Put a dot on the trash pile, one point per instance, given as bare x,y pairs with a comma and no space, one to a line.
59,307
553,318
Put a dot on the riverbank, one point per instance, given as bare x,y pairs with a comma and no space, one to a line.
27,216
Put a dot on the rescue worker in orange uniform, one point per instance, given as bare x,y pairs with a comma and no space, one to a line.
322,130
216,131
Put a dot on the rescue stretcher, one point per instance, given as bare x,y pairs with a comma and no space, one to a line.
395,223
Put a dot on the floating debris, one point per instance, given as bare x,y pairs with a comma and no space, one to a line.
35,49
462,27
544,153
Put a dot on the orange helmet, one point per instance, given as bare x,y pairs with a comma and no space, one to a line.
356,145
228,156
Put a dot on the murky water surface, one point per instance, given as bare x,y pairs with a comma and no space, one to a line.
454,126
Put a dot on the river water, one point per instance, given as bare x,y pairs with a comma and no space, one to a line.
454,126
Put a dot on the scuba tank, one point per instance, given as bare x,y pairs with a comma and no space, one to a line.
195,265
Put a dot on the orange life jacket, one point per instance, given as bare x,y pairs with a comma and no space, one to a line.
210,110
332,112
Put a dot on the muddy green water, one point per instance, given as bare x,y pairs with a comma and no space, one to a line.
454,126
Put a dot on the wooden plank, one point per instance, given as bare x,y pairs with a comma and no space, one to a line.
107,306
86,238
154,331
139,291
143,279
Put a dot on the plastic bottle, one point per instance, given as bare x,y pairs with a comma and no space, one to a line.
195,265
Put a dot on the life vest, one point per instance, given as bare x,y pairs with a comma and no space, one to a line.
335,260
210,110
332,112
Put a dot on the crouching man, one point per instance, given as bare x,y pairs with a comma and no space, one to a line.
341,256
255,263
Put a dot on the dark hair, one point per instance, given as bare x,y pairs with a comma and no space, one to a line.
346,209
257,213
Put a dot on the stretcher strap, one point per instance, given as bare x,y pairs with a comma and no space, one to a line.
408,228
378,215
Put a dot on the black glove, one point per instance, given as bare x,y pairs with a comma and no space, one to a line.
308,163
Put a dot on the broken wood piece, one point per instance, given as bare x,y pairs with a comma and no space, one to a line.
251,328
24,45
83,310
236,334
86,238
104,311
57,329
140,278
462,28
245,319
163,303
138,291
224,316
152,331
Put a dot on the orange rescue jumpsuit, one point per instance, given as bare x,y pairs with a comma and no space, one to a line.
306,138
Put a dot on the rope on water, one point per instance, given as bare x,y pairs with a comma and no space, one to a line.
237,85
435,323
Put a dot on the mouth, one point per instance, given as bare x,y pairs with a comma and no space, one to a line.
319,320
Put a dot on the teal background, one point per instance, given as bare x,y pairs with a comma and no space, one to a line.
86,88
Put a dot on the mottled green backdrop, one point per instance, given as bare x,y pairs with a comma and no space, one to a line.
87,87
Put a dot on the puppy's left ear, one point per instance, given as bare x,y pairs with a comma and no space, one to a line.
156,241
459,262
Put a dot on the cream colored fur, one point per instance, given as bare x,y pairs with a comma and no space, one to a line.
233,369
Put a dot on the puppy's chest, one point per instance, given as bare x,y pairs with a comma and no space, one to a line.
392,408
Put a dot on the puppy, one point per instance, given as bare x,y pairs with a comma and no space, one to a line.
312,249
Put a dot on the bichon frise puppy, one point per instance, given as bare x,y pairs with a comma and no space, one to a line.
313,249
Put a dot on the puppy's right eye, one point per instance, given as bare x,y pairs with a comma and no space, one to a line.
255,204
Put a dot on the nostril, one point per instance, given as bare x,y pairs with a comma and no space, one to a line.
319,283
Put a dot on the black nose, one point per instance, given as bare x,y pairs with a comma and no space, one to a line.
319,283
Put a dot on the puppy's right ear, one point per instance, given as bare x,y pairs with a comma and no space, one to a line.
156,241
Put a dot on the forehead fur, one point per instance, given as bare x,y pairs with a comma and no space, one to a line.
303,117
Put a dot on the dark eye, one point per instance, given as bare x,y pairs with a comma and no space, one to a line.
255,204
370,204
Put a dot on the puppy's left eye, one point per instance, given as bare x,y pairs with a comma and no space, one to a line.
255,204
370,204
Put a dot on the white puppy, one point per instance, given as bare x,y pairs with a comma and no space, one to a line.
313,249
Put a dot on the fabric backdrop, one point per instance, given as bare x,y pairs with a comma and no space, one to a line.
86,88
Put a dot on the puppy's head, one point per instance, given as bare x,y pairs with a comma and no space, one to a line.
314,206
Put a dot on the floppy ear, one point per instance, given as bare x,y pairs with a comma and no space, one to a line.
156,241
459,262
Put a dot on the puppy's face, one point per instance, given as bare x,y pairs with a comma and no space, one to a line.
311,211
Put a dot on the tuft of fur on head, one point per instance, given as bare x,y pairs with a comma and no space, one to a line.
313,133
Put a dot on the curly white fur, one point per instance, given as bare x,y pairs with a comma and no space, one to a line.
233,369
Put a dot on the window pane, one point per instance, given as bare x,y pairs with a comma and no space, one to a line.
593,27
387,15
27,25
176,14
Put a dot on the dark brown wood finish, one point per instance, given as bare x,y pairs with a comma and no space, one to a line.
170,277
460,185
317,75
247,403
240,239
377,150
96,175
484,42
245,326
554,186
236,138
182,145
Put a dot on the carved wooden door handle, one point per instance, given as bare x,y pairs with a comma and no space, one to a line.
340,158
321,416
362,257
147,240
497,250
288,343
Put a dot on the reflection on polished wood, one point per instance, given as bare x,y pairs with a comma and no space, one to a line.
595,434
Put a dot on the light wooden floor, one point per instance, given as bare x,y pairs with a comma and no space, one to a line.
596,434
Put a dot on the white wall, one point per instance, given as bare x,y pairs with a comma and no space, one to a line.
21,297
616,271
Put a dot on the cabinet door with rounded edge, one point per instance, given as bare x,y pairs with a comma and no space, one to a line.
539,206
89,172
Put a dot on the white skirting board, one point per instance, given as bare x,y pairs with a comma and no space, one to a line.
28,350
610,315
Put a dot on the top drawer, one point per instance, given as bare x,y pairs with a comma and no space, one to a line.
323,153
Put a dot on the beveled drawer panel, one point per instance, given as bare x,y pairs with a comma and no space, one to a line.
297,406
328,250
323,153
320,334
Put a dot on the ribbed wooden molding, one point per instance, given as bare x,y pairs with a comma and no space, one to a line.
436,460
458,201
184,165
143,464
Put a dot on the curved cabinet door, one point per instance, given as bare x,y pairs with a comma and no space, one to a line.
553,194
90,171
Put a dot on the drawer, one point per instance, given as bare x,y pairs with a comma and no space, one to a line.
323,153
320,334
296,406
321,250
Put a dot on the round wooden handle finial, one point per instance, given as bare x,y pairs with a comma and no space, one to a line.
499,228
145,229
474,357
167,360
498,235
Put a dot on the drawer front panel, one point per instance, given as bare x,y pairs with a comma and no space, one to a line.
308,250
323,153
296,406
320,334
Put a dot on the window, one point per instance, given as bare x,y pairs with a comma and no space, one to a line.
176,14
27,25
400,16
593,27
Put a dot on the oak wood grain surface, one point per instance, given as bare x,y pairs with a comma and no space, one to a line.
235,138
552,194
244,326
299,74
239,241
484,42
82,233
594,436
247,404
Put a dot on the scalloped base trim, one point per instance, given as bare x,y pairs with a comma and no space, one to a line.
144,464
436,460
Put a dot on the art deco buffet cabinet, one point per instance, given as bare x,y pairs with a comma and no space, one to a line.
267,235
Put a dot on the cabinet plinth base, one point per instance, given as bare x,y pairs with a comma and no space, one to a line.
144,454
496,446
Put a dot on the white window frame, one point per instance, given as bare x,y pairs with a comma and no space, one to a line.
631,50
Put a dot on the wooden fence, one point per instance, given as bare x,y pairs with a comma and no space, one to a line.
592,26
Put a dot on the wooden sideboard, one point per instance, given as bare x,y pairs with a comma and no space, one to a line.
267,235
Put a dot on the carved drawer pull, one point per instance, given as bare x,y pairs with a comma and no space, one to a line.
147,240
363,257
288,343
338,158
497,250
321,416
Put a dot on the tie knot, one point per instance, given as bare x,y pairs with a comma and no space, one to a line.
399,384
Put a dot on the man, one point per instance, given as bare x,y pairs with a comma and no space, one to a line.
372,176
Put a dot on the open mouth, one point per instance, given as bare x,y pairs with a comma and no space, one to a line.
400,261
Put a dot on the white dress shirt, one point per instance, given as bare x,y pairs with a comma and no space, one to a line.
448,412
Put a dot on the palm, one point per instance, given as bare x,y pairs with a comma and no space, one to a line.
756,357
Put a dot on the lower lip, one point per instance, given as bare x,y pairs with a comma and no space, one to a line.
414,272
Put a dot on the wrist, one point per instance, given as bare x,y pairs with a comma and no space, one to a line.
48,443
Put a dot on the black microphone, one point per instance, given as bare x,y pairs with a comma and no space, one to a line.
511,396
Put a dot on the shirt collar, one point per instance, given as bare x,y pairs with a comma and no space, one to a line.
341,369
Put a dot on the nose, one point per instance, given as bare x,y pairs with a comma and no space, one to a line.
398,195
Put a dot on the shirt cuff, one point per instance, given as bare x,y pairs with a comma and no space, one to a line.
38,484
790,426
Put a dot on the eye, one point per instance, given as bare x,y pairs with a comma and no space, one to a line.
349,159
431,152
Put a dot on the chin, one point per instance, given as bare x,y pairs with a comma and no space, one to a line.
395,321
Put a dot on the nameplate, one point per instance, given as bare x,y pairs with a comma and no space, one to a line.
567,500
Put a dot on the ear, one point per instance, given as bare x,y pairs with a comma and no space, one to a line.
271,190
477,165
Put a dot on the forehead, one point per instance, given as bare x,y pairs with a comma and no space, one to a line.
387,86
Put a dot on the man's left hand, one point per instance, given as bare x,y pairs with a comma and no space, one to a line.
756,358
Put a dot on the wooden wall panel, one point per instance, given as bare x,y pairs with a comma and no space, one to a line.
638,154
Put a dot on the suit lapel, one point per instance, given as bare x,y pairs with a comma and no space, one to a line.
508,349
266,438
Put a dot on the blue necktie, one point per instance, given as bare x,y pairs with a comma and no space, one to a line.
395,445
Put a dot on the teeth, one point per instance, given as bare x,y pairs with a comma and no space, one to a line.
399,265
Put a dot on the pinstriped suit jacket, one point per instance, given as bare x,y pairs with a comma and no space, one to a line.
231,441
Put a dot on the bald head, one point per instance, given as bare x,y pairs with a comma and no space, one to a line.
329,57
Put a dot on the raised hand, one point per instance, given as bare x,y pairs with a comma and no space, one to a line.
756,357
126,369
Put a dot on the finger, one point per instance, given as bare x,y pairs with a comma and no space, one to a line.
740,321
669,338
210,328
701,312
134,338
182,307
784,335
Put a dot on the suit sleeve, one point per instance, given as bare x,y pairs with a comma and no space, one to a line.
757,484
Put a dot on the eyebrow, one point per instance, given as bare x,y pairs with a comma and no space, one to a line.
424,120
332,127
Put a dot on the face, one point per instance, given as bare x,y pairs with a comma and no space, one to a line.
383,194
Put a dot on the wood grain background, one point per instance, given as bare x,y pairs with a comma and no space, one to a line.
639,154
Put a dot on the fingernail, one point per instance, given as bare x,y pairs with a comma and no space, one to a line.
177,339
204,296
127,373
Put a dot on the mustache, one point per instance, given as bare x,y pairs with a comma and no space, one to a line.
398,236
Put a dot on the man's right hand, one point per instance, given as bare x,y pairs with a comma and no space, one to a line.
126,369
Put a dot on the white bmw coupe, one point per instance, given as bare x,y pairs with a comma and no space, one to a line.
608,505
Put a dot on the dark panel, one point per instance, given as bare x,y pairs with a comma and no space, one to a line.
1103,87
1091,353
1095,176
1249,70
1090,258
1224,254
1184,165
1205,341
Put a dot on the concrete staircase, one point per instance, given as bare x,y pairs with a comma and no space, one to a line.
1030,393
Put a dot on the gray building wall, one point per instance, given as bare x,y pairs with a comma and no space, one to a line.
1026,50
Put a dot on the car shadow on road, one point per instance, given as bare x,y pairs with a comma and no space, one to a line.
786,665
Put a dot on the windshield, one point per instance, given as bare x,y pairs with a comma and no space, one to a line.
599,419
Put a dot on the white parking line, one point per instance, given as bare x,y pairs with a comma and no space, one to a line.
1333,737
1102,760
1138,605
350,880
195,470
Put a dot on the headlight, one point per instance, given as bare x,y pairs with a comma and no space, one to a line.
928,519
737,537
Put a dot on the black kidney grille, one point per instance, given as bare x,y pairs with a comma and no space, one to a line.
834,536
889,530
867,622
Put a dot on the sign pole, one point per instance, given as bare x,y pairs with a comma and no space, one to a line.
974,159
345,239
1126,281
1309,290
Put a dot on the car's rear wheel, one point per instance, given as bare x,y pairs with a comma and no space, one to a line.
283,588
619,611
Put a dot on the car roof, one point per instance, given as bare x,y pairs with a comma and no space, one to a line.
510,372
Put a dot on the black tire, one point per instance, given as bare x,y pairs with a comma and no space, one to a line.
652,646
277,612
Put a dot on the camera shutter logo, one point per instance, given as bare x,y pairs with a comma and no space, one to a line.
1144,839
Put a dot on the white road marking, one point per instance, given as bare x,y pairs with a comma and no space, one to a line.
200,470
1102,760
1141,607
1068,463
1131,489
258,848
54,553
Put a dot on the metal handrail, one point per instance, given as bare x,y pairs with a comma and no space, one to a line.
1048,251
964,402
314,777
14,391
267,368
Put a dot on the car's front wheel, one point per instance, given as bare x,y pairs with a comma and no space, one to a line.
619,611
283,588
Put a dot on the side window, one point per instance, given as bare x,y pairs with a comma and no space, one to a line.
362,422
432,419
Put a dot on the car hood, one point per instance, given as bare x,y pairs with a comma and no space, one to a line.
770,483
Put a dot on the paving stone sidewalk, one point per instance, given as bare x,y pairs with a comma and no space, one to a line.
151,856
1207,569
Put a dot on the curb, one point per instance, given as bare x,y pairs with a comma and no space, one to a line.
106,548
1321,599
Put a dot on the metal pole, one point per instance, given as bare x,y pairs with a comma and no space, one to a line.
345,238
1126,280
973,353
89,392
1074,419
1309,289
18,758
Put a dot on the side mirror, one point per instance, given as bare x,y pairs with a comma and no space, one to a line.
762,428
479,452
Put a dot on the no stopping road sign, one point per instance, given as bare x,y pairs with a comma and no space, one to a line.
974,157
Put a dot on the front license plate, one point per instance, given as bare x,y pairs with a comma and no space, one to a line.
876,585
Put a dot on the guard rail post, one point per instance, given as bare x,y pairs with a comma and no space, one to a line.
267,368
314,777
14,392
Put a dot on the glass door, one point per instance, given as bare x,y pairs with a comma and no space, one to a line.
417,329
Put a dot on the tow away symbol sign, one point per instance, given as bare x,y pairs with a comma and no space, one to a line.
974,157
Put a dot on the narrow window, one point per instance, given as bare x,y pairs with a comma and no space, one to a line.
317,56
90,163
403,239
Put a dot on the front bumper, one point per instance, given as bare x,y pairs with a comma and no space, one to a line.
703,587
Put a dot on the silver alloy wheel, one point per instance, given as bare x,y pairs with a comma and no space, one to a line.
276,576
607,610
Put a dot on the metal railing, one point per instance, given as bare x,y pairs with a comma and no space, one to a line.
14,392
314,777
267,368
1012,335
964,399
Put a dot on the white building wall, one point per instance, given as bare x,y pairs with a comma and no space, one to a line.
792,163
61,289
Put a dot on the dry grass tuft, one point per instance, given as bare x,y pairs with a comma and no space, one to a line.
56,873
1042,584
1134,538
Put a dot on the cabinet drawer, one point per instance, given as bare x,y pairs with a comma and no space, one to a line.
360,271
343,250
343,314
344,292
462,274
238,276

## JOB
Starting with the line that contains "Put a dot on the paving", return each line through the last one of the data above, exactly as written and nothing more.

## EXERCISE RESULT
Put a dot on the paving stone sidewalk, one point per instance, given as bare x,y pairs with a comma and no space, one to a line.
151,856
1207,569
Put a dot on the curb, one point per instance, given as bare x,y pairs with a comma and no space, one to a line.
106,548
1321,599
Put a dot on the metal pole, one point per instance, given as bare x,y pairs with a comma and no space, one to a line.
345,238
1126,280
973,353
89,392
1074,419
1309,289
18,758
Put a dot on the side mirror, one point per instance, given as bare x,y pairs with a comma and no space, one to a line.
762,428
479,452
Put a dot on the no stopping road sign, one point per instance, given as bare x,y pairs with a comma and no space, one to a line.
974,157
Put a dot on the front license plate, one point per instance, given as bare x,y pairs with a comma and no space, one to a line.
876,585
Put a dot on the guard rail post, one point per instance, given as bare x,y pairs with a comma and no space, one to a line.
267,368
314,777
14,392
Put a dot on the glass door, one point per instance, given as bare x,y pairs with a comma and no space, one to a line.
417,329
Put a dot on the tow away symbol sign, one point per instance, given as bare x,y pairs with a comma and no space, one to a line.
974,157
Put a dot on the narrow window, one point per instance, given as bare x,y pairs with a comma and no space, one to a line.
317,56
90,163
403,239
Put a dot on the front bumper, one point per instance, given as bare x,y pairs with a comma and no space, one to a line.
703,587
Put a dot on the silver alloy wheel, one point per instance, given as bare x,y pairs with a comma and no space, one to a line.
276,576
607,610
Put a dot on the metal railing, one point per instance, given as bare x,y pairs with a comma and no space, one to a line.
14,392
314,777
267,368
1012,335
964,399
Put a dot on the white building wall, one point per instance, given as bare x,y pairs with a comma and no space, one to a line.
792,163
61,289
Put a dot on the dry grass tuft, one point per instance, given as bare x,y pairs with a comma and no space, one to a line.
56,873
1042,584
1134,538
Put a dot on the cabinet drawer, one point per instance, given as bare x,y pairs with a comma and no space, one to a line.
360,271
343,250
343,314
344,292
462,274
238,276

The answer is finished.